**Problem description**
Pull out every line in the material below that contains the string "wooden". Case counts.

**Supplied entries**
* * *

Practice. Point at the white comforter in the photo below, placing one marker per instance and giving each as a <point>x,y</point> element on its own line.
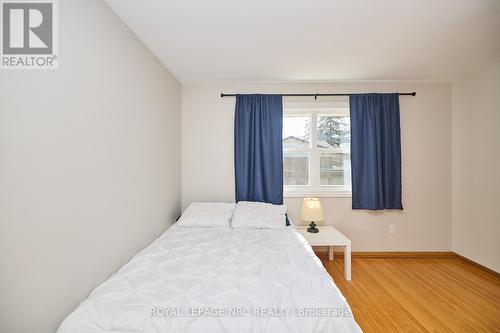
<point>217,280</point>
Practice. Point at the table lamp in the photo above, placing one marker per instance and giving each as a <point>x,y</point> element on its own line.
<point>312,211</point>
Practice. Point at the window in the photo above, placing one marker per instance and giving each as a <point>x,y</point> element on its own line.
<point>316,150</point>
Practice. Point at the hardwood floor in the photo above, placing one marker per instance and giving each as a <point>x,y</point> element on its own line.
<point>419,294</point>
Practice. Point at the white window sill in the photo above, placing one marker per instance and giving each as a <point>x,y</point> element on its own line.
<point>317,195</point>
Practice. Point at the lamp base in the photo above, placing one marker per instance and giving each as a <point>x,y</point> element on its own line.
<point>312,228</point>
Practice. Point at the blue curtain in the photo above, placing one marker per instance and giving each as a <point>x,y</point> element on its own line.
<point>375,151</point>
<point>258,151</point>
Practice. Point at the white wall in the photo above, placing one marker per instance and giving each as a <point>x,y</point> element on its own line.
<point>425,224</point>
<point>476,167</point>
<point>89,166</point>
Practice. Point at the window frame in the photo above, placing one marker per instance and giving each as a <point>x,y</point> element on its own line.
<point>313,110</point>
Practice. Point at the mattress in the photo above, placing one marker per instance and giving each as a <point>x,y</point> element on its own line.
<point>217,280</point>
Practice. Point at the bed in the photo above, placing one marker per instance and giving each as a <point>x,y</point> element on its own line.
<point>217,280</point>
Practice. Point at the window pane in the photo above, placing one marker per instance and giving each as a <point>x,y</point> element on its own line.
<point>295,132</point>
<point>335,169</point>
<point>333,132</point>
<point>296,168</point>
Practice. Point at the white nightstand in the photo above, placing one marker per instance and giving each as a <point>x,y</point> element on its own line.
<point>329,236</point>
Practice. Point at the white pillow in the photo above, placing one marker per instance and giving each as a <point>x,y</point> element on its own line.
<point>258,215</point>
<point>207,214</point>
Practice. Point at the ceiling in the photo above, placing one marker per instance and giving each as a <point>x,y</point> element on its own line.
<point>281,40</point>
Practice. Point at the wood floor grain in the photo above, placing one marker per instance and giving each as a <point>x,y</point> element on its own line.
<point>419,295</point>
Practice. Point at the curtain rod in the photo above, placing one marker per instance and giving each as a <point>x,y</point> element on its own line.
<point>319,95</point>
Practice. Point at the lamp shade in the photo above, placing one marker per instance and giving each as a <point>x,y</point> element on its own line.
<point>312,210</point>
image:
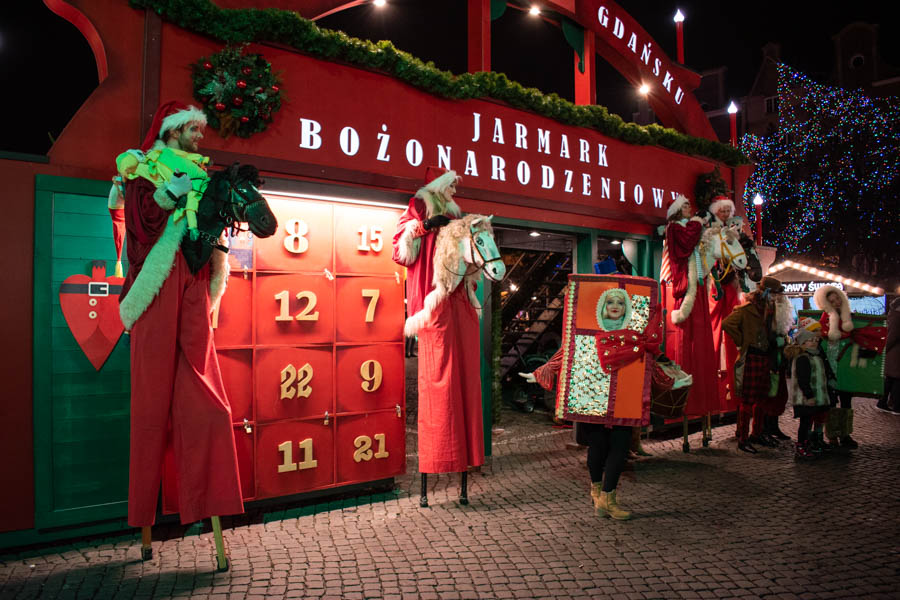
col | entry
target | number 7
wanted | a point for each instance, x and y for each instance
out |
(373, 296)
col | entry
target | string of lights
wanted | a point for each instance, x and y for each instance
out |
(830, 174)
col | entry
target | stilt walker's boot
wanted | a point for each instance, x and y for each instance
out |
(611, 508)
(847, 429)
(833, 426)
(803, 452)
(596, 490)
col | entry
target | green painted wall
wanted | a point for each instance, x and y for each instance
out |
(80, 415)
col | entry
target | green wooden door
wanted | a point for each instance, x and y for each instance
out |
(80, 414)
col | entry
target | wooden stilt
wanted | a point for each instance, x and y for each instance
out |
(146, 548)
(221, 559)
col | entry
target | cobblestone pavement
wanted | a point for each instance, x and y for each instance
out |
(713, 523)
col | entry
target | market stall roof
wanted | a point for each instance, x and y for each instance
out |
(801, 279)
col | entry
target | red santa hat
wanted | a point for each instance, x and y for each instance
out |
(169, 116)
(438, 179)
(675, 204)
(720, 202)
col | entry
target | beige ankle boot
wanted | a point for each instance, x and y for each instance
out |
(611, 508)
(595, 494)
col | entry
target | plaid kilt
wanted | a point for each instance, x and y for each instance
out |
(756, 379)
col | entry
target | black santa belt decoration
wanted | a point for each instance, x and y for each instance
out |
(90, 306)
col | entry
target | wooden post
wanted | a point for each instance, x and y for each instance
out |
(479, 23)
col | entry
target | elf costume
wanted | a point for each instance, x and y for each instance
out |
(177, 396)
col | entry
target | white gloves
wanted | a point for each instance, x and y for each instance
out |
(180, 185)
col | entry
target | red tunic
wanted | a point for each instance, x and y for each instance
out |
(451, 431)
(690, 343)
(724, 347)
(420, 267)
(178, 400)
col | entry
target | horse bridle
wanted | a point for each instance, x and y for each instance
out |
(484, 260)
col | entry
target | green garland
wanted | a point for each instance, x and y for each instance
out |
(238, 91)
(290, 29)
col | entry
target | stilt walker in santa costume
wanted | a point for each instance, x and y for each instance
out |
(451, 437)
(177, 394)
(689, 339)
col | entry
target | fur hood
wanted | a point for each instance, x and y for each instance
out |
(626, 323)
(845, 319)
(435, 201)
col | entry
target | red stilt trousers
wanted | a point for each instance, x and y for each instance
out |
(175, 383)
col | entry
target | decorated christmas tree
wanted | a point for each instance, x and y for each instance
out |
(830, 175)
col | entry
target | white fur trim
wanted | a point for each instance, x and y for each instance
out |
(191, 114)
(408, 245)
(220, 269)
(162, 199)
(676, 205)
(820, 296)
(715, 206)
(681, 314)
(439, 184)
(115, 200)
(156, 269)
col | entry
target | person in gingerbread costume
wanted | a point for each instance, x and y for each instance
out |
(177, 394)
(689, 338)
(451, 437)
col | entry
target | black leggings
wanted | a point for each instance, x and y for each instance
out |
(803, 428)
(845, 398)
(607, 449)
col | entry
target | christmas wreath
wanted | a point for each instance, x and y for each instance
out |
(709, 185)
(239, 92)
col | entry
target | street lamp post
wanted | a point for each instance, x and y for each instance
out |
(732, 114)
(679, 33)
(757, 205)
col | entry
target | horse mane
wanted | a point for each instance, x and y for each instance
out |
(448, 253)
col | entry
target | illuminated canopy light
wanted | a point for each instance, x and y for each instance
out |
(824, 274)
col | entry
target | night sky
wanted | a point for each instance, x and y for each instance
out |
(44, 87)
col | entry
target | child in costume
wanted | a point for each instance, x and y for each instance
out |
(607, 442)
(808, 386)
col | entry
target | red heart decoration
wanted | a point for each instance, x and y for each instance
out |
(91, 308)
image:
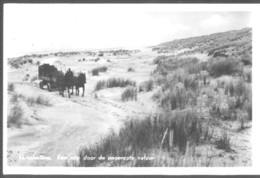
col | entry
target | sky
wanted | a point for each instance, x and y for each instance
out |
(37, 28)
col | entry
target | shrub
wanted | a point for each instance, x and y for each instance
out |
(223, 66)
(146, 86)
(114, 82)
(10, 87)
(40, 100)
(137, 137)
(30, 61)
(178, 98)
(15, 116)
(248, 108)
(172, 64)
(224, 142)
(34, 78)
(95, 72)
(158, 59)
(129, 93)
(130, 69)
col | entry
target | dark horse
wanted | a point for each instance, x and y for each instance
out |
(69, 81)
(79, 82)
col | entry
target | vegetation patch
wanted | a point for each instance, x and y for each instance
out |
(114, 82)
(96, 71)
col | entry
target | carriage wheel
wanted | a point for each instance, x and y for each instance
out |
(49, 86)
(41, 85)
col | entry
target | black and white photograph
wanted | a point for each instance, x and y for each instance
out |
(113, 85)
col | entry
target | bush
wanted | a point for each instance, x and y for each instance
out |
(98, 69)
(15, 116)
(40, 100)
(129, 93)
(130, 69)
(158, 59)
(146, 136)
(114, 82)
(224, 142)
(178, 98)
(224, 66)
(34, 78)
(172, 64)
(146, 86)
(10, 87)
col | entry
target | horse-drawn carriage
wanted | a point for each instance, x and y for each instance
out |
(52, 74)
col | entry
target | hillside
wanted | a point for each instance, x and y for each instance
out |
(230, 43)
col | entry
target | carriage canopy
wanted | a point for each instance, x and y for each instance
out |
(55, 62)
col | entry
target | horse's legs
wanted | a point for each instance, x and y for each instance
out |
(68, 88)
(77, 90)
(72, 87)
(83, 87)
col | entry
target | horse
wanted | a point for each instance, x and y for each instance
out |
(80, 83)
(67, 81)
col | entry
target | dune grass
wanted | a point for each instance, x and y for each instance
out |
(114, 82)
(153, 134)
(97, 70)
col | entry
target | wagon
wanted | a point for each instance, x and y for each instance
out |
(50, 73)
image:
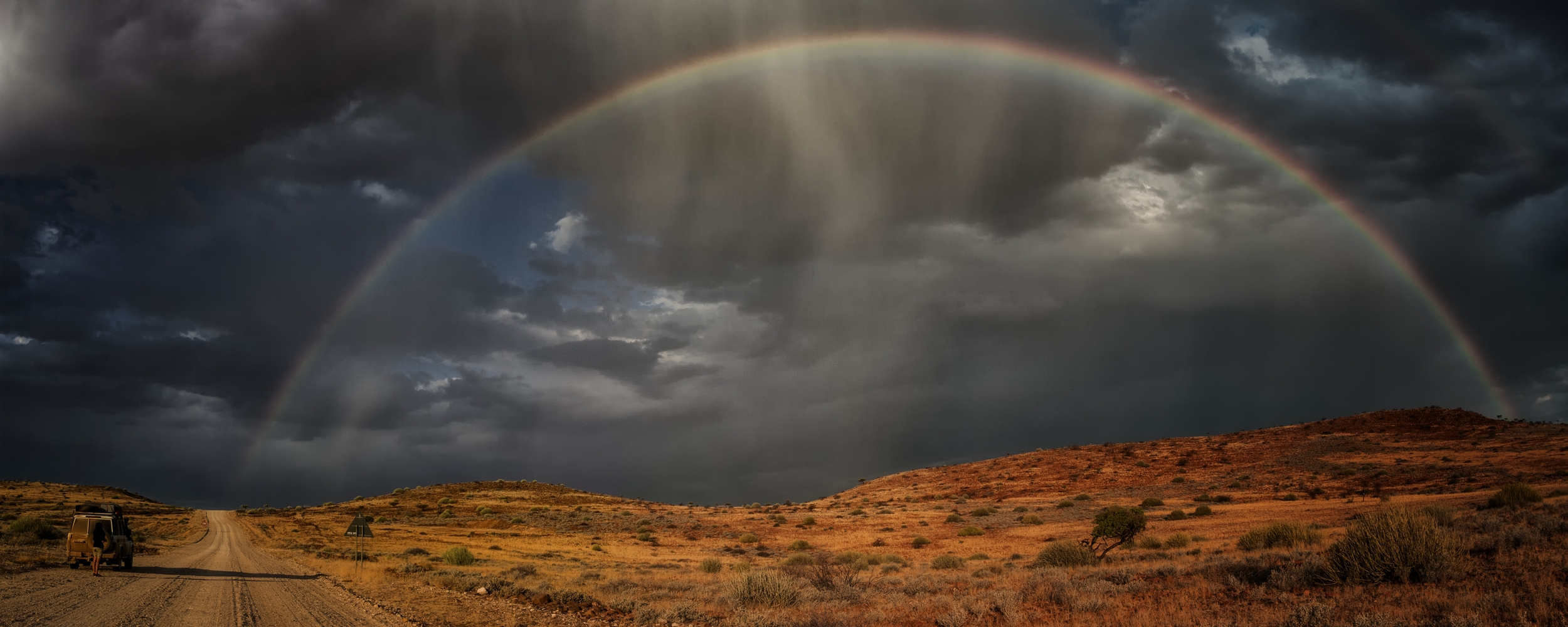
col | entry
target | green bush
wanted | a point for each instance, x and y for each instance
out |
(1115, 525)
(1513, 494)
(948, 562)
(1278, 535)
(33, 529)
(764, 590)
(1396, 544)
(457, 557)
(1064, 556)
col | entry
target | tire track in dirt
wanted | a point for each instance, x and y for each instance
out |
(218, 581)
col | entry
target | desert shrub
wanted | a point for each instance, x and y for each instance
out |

* * *

**Worked answer**
target | green wooden door
target | wooden stilt
target | wooden post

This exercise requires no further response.